_Given task_
Pull out each line of the entries that contains the word "tall".

□ □ □

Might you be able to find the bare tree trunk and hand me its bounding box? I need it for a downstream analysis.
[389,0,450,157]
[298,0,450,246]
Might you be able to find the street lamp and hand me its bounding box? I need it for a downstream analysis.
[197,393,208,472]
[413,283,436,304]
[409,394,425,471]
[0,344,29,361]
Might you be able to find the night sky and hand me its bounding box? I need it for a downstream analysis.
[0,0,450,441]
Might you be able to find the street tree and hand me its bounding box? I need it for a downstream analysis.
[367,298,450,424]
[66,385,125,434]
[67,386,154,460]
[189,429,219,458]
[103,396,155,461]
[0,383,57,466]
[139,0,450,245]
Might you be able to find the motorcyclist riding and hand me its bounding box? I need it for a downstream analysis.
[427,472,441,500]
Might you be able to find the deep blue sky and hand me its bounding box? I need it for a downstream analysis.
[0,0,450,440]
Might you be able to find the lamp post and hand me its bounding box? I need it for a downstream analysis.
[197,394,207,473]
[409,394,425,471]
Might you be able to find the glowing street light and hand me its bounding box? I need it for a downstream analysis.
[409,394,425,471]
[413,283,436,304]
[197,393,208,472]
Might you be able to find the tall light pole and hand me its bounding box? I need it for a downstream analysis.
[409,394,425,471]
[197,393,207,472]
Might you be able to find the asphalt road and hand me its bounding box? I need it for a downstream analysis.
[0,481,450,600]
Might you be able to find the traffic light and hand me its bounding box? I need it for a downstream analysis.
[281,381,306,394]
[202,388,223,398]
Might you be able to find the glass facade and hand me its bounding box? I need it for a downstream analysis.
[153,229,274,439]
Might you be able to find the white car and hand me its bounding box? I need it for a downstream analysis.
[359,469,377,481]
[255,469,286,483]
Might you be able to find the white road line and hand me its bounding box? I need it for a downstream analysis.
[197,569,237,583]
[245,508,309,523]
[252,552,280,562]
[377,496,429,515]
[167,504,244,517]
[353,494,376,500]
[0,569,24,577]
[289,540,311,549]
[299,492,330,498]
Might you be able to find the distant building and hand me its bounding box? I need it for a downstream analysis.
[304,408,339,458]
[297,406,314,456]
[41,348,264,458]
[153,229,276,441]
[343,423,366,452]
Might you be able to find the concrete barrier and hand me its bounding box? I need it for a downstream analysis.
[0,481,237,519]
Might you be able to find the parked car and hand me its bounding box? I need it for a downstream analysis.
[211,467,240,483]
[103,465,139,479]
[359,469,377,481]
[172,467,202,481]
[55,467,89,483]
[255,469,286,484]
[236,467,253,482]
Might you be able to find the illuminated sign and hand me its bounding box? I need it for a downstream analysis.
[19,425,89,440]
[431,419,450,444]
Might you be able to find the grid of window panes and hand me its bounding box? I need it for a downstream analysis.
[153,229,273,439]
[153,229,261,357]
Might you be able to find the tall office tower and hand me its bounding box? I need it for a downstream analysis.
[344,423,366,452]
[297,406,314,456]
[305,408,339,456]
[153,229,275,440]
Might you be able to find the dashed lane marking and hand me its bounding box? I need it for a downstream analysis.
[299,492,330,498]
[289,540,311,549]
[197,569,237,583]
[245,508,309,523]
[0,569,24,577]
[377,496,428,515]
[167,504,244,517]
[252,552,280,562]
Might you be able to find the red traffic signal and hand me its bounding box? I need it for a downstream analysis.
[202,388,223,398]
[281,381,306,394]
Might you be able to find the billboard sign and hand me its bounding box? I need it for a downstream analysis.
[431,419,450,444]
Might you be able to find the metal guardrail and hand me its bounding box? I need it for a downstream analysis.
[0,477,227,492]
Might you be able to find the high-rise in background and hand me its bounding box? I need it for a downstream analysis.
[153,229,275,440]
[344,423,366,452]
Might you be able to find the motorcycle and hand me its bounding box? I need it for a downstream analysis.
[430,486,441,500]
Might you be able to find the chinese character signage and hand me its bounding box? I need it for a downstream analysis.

□ □ □

_Reply to the task_
Might you be able to find the tall light pole and hand me its bounding box? I need it for a downstream analysis.
Might you be able to find the tall office tower and hand me its bounding box? I need it for a downstream analysis.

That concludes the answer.